§ **Assignment**: Can you rewrite the listing as a numbered list, from its beginning up to and including the line with "box: [188, 15, 619, 193]", skipping blank lines and leaving out the pictures?

(Collection entries)
+++

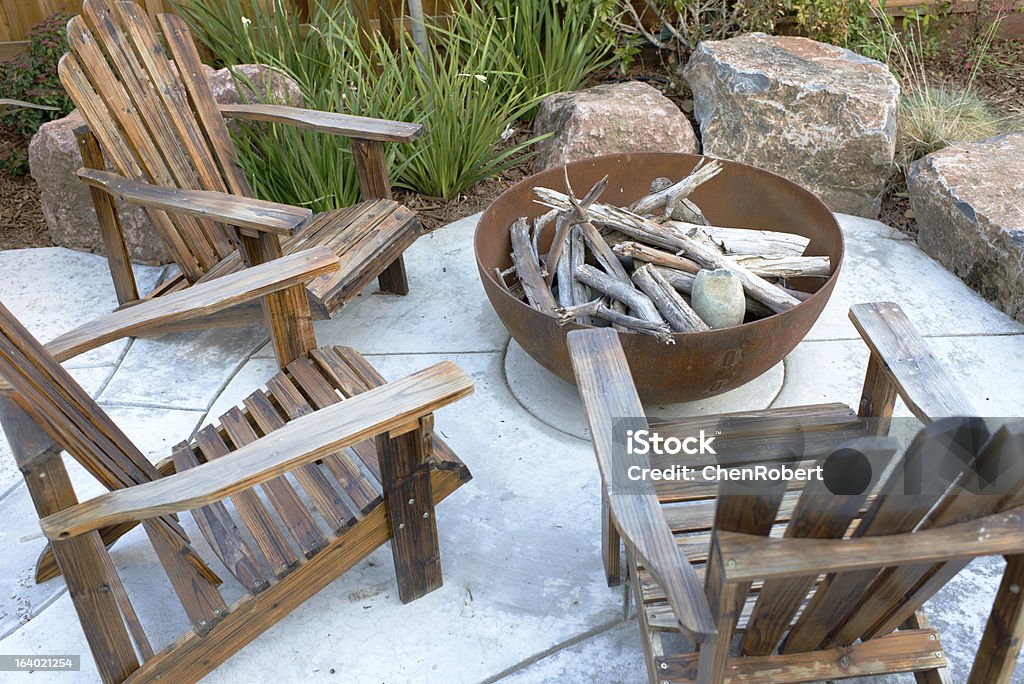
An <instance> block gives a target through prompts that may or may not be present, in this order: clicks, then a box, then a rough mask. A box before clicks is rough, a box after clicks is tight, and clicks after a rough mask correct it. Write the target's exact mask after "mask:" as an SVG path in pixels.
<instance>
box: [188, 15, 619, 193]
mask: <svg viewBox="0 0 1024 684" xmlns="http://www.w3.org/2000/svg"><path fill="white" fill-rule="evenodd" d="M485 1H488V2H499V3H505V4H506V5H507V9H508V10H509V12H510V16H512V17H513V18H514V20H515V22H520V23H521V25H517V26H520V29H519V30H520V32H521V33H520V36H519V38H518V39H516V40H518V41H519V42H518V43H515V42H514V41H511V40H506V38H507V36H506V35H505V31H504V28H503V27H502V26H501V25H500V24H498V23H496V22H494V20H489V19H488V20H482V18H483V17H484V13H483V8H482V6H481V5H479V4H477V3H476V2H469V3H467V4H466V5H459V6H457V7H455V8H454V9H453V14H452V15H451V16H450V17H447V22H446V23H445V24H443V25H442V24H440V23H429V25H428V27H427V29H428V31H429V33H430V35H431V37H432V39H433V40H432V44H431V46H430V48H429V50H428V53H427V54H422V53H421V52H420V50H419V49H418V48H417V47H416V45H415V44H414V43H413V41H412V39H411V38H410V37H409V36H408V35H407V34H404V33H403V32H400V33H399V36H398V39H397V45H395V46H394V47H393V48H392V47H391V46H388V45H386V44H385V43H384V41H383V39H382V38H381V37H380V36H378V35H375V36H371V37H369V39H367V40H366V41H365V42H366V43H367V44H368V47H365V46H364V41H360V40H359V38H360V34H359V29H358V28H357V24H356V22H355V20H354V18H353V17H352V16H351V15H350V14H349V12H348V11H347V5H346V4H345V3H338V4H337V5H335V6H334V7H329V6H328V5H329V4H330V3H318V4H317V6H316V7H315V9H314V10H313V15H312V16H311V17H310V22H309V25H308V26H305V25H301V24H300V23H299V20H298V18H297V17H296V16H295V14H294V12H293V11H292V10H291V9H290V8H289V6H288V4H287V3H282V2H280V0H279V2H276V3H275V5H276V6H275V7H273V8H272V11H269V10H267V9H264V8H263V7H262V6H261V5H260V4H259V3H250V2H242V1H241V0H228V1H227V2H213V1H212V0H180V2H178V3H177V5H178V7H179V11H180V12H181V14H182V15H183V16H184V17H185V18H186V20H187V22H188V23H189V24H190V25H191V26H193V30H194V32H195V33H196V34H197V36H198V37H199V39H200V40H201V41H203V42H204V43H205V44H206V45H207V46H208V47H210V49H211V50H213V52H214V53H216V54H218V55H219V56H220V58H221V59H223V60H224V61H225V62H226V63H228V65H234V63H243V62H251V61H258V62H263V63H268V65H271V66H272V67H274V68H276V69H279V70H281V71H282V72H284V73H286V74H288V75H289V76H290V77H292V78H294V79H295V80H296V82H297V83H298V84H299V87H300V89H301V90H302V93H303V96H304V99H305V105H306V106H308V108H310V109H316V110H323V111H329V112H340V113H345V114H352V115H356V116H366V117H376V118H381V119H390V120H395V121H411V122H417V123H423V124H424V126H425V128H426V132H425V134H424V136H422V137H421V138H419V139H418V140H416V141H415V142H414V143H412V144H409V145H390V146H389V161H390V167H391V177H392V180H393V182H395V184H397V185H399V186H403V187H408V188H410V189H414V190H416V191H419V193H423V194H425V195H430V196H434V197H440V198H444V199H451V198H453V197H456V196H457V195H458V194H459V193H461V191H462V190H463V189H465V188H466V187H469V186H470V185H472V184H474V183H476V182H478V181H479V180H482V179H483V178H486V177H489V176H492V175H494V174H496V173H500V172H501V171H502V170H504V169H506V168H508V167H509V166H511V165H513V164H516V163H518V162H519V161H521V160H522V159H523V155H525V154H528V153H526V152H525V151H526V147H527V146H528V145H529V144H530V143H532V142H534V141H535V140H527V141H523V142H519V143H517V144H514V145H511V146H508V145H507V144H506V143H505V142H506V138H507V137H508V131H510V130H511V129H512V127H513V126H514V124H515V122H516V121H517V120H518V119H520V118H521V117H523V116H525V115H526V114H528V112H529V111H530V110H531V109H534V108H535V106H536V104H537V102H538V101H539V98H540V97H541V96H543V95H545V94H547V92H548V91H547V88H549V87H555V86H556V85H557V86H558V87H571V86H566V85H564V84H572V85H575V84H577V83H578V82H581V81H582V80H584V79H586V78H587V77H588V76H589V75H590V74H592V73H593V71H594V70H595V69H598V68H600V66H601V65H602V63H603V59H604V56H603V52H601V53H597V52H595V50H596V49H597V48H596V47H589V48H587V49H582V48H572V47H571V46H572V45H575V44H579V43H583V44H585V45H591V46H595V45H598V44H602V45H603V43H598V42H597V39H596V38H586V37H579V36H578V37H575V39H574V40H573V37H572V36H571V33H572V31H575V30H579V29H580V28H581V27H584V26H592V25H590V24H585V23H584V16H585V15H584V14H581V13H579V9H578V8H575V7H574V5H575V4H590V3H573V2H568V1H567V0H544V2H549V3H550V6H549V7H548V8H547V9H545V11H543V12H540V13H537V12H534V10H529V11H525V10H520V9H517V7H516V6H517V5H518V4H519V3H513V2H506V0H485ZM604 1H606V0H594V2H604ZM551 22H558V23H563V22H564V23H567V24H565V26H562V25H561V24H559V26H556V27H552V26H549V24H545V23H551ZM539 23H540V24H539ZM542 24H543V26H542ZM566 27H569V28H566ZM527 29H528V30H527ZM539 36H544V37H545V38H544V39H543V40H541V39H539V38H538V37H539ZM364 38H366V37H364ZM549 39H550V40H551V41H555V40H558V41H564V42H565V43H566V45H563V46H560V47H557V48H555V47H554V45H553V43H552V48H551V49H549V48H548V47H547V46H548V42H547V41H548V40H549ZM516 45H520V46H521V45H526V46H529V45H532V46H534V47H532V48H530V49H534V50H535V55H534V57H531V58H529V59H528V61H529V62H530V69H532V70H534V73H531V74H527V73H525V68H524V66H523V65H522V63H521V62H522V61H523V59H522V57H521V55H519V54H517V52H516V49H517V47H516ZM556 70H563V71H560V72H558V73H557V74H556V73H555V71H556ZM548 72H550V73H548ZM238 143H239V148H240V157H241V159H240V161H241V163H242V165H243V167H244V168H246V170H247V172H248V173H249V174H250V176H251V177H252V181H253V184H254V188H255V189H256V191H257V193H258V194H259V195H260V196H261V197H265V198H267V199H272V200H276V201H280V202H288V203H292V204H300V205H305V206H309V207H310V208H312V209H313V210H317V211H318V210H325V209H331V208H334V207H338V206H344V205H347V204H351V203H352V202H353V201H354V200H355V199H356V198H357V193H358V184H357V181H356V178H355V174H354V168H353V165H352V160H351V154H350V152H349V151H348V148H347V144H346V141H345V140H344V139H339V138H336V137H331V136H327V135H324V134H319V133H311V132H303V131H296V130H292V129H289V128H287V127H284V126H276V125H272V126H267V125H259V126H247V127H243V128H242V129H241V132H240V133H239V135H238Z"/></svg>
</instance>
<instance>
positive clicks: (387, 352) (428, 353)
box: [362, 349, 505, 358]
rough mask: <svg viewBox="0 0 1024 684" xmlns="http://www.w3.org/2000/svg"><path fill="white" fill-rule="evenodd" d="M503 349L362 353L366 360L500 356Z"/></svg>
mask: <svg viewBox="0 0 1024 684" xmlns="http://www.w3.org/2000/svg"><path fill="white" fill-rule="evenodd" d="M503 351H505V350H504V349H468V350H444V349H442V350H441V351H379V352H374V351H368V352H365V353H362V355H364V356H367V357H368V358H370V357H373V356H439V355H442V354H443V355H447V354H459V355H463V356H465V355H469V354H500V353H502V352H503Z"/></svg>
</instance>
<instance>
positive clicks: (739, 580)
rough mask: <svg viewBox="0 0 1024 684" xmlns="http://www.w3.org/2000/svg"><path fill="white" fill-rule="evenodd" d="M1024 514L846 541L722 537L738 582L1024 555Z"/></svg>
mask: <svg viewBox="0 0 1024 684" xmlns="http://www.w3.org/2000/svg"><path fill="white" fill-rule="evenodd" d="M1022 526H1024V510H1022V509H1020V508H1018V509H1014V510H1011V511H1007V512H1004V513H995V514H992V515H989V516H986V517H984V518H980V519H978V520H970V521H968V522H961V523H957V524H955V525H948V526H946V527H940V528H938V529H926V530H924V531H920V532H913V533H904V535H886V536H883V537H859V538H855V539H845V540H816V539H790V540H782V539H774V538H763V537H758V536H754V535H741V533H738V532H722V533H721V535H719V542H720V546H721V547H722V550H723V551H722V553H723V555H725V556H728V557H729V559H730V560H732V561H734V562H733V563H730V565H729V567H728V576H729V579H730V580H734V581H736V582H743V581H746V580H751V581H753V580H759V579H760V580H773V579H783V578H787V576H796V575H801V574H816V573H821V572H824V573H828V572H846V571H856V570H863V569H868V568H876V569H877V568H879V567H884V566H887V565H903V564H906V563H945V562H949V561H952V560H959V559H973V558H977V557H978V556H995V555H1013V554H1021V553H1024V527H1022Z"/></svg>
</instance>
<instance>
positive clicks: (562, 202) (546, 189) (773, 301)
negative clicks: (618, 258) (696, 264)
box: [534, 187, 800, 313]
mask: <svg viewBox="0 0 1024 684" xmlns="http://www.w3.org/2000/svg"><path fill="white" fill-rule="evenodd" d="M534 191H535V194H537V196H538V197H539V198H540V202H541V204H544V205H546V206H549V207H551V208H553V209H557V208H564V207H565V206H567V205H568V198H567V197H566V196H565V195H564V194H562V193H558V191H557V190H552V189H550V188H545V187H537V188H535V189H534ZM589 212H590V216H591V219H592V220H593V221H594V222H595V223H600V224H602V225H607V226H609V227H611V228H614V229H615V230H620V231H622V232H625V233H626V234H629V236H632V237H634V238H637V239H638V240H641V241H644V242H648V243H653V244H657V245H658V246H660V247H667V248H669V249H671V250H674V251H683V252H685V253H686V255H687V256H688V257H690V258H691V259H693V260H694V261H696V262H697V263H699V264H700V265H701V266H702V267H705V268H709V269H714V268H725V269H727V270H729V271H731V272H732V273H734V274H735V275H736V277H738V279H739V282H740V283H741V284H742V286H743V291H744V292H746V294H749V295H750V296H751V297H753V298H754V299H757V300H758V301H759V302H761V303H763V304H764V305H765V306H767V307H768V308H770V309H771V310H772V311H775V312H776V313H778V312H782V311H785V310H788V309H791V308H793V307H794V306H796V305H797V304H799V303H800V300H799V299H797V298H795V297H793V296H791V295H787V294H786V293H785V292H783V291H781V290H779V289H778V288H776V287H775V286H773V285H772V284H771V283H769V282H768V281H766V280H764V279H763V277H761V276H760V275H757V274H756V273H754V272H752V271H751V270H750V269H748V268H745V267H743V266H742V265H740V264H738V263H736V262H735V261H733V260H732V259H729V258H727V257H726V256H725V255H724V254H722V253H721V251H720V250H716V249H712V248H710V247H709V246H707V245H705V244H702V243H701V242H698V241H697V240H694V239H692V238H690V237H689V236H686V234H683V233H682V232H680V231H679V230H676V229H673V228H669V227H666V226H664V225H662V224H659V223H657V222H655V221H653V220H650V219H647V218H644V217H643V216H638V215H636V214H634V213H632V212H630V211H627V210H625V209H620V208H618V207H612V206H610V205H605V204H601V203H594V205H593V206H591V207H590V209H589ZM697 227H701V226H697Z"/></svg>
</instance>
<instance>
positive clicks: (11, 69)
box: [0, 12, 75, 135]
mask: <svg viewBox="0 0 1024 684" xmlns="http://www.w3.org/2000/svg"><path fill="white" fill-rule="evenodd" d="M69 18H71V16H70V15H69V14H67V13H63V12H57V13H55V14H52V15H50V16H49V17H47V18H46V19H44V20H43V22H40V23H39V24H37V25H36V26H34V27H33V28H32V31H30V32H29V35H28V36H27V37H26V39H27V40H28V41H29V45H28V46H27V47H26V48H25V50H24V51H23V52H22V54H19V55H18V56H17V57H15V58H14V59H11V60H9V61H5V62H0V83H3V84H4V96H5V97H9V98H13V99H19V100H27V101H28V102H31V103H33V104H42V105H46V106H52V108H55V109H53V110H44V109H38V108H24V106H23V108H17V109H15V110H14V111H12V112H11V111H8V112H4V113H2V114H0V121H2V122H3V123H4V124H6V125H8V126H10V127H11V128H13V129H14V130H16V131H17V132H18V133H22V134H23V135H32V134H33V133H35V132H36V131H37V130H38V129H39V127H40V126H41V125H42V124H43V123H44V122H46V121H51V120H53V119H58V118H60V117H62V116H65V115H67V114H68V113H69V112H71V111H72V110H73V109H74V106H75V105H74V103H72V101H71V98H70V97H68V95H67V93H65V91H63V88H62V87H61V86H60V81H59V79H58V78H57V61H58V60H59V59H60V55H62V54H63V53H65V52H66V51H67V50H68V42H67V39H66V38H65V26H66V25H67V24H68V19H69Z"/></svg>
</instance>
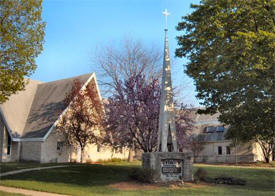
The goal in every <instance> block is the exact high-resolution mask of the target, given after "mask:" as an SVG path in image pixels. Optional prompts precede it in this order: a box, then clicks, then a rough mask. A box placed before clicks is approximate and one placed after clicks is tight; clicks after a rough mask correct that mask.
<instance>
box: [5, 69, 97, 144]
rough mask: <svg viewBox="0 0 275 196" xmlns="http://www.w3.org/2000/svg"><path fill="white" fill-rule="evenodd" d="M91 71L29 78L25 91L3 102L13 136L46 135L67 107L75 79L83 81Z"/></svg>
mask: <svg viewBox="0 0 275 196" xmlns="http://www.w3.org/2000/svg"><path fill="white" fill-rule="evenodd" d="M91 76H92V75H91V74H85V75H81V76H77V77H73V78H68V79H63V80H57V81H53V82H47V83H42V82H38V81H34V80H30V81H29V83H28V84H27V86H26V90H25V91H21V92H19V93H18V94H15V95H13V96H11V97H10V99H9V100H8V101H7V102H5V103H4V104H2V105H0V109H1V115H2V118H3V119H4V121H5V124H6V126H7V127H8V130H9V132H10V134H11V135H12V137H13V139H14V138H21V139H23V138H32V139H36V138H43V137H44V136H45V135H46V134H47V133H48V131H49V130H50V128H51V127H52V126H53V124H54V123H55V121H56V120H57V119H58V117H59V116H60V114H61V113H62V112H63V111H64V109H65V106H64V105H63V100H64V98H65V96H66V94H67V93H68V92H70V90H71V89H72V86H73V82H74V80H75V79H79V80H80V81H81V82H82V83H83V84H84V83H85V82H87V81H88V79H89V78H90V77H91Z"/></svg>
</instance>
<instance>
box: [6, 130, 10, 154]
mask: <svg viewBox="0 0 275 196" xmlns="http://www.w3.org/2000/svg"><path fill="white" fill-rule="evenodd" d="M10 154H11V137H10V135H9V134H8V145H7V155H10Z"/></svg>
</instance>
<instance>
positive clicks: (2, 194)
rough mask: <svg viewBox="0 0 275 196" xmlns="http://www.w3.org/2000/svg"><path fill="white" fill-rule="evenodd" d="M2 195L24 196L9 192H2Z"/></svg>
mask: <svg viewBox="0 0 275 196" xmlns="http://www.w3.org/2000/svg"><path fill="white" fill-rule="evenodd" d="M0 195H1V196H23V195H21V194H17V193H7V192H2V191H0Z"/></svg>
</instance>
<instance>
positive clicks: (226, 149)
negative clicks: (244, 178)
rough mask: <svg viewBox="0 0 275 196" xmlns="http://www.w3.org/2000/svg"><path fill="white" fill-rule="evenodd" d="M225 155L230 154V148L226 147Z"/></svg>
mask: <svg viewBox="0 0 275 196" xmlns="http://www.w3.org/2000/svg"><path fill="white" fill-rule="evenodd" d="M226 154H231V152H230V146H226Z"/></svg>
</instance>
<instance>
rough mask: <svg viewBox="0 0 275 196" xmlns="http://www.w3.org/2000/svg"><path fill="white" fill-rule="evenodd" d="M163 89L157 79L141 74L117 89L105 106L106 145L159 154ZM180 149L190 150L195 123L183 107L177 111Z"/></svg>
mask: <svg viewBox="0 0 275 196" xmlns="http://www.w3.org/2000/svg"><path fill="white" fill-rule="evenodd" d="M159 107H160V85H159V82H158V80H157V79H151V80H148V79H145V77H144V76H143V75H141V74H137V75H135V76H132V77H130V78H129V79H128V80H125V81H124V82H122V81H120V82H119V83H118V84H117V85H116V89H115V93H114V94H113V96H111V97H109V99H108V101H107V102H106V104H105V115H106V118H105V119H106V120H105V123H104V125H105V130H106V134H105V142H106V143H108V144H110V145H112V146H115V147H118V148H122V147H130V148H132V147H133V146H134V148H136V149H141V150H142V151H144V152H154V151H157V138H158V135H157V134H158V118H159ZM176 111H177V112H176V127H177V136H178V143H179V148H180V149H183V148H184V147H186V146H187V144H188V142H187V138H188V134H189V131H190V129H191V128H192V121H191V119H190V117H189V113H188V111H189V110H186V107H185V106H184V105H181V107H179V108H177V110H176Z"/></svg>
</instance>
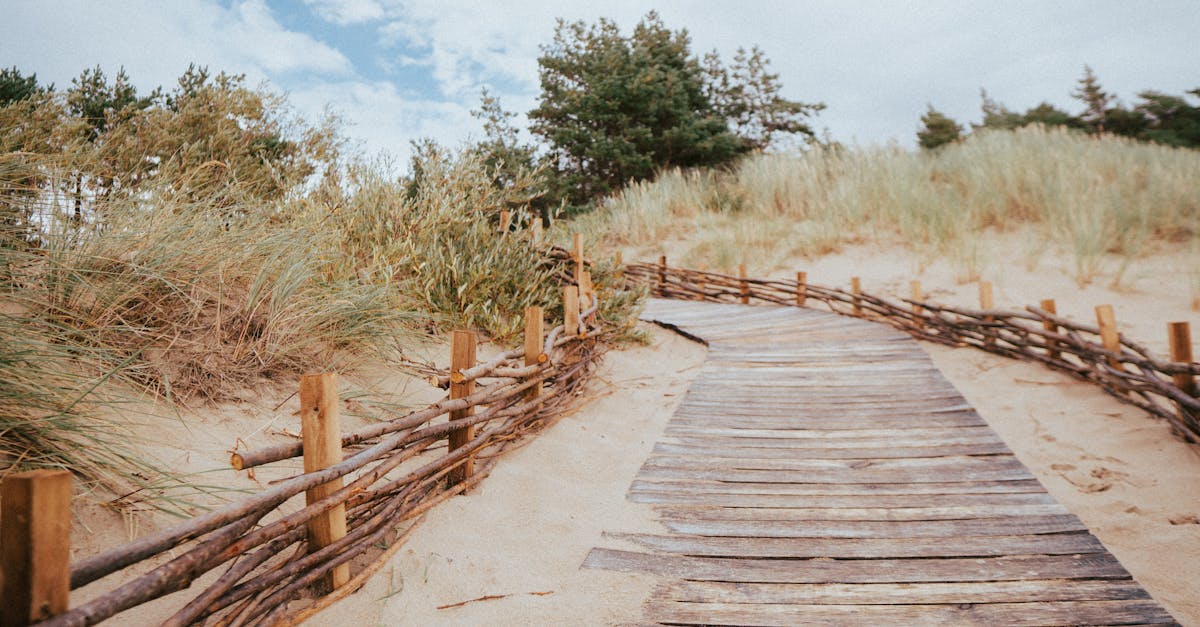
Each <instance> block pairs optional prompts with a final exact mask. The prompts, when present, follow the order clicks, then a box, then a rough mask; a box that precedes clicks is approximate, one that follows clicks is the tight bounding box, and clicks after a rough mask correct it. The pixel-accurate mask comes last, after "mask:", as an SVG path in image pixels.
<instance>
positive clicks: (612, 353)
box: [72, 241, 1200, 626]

+++

§ **Exercise response**:
1. An <instance> block gives a target through prompts that may or may not be present, in this order: clicks, then a box, then a rough mask. A box before clicks is rough, a box after clicks is tight, and clicks after a rough mask correct it. Write the target's exact mask after "mask:" as an SVG path in pixels.
2. <instance>
3. box: [188, 15, 619, 193]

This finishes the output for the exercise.